TEXT SHOWN -
···
SUPREME COURT OF THE STATE OF NEW YORK APPELLATE DIVISION SECOND JUDICIAL DEPARTMENT


November 17, 2009

THE PEOPLE, ETC., RESPONDENT,
v.
WILLIAM J. HAUGHEY, APPELLANT.

Appeal by the defendant from a judgment of the County Court, Putnam County (Rooney, J.), rendered April 16, 2008, convicting him of arson in the second degree and criminal mischief in the fourth degree, upon a jury verdict, and imposing sentence.

Published by New York State Law Reporting Bureau pursuant to Judiciary Law § 431.

This opinion is uncorrected and subject to revision before publication in the Official Reports.

MARK C. DILLON, J.P., ANITA R. FLORIO, RUTH C. BALKIN and JOHN M. LEVENTHAL, JJ.

(Ind. No. 21/07)

DECISION & ORDER

ORDERED that the judgment is affirmed.

The defendant's challenge to the legal sufficiency of the evidence is unpreserved for appellate review (see CPL 470.05[2]; People v Hawkins, 11 NY3d 484, 492-493; People v Finger, 95 NY2d 894, 895). In any event, viewing the evidence in the light most favorable to the prosecution (see People v Contes, 60 NY2d 620), we find that it was legally sufficient to establish the defendant's guilt beyond a reasonable doubt (see People v Skinner, 162 AD2d 480). Moreover, in fulfilling our responsibility to conduct an independent review of the weight of the evidence (see CPL 470.15[5]; People v Danielson, 9 NY3d 342), we nevertheless accord great deference to the jury's opportunity to view the witnesses, hear the testimony, and observe demeanor (see People v Mateo, 2 NY3d 383, 410, cert denied 542 US 946; People v Bleakley, 69 NY2d 490, 495). Upon reviewing the record here, we are satisfied that the verdict of guilt was not against the weight of the evidence (see People v Romero, 7 NY3d 633).
···
[Dataset excerpts on pointing at objects]

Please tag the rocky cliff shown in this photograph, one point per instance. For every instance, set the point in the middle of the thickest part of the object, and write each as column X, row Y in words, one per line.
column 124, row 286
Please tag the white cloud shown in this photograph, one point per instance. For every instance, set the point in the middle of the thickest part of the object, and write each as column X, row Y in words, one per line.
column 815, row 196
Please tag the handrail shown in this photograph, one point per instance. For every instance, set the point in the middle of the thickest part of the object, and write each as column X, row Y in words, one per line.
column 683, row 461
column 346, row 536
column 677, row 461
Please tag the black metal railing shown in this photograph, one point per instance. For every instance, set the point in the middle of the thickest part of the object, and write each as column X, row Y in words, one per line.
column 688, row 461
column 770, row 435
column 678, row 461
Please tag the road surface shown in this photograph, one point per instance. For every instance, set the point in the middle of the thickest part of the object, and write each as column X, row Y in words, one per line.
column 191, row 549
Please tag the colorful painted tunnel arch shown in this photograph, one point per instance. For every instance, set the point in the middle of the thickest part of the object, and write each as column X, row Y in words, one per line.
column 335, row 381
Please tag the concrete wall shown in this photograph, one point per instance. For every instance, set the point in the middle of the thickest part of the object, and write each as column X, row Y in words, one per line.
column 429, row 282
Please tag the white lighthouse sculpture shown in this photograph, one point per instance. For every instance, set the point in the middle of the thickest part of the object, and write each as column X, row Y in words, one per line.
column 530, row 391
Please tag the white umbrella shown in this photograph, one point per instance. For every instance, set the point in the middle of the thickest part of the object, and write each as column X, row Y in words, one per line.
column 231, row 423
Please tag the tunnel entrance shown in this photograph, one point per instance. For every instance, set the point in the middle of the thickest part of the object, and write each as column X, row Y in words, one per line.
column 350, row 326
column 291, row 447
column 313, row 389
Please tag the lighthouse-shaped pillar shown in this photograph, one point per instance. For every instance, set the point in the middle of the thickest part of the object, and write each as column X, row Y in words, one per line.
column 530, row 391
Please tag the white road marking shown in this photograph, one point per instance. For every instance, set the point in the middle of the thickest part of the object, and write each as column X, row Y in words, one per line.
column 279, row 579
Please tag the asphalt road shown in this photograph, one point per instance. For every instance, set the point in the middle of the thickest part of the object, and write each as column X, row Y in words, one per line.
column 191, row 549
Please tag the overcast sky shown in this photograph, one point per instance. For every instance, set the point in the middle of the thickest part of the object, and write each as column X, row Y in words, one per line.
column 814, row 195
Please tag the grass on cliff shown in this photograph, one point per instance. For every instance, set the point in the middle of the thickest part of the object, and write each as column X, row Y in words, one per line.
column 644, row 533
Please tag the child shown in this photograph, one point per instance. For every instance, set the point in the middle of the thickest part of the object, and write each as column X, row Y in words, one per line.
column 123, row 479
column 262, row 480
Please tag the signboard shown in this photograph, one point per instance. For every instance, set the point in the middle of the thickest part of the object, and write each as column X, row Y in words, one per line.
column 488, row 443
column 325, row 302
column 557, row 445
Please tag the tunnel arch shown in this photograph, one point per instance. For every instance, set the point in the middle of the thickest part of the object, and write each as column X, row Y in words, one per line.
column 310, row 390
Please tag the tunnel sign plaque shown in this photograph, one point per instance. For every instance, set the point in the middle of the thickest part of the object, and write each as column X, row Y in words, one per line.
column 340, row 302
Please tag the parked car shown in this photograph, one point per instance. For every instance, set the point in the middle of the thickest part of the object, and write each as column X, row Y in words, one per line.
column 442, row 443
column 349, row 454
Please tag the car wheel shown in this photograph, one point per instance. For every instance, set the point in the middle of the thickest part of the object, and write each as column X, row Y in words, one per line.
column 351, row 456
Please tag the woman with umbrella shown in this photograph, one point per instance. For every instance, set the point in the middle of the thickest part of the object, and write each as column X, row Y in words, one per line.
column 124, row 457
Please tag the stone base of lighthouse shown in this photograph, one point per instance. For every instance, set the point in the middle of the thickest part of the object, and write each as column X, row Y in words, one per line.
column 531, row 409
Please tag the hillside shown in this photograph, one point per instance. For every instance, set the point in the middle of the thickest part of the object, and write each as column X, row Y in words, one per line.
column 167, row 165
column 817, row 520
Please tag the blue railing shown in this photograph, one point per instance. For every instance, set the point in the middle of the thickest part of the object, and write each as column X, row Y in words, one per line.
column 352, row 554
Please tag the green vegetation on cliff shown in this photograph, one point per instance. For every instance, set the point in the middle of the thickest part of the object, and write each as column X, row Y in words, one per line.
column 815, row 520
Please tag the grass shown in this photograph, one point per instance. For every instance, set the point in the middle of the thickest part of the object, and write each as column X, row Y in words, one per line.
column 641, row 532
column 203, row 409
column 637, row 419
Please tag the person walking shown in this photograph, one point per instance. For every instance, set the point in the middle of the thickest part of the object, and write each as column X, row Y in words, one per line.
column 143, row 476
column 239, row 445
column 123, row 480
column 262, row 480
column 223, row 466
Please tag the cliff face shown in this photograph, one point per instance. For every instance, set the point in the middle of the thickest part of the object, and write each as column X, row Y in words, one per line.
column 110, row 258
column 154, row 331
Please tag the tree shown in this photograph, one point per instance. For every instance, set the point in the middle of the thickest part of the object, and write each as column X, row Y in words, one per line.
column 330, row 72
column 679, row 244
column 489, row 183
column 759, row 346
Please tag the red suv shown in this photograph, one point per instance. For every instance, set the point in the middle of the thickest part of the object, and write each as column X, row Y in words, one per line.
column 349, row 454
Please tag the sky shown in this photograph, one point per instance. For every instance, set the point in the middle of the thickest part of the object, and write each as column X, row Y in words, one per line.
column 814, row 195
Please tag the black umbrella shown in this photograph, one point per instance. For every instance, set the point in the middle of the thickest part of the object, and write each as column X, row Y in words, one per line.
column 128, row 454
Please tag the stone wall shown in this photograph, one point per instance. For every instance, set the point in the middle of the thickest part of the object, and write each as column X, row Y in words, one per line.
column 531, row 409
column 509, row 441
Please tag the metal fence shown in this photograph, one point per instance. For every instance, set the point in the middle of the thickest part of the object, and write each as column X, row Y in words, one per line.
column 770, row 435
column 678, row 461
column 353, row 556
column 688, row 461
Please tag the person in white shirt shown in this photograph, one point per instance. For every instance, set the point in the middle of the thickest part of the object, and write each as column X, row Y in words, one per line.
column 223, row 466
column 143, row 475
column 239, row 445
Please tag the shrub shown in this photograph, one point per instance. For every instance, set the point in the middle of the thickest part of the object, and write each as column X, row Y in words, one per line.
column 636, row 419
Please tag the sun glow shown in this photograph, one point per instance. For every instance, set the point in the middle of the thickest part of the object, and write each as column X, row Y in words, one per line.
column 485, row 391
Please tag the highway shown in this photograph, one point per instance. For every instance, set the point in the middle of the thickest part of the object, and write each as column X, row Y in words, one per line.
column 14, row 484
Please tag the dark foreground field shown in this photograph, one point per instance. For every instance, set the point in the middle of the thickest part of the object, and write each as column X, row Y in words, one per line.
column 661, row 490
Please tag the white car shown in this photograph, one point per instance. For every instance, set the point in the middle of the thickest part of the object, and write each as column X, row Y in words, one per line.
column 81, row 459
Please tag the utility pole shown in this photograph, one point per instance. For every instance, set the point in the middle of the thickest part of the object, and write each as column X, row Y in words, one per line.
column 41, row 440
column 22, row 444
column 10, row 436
···
EXERCISE INSTRUCTIONS - Continue the appellate decision on the arson conviction, starting right after its last sentence. The data above is separate material, unrelated to the court decision.

RESPONSE TO THIS TASK -
The defendant's contention regarding any error in the admission of certain testimony of the fire investigator was not preserved for appellate review and, in any event, does not require reversal (see People v Goldberg, 215 AD2d 402; People v Maldonado, 157 AD2d 674).

The defendant was not denied the effective assistance of counsel (see People v Benevento, 91 NY2d 708).

The County Court properly denied, without a hearing, the defendant's motion to set aside the verdict pursuant to CPL 330.30(2), based upon alleged juror misconduct (see People v Maragh, 94 NY2d 569; People v South, 47 AD3d 734).

DILLON, J.P., FLORIO, BALKIN and LEVENTHAL, JJ., concur.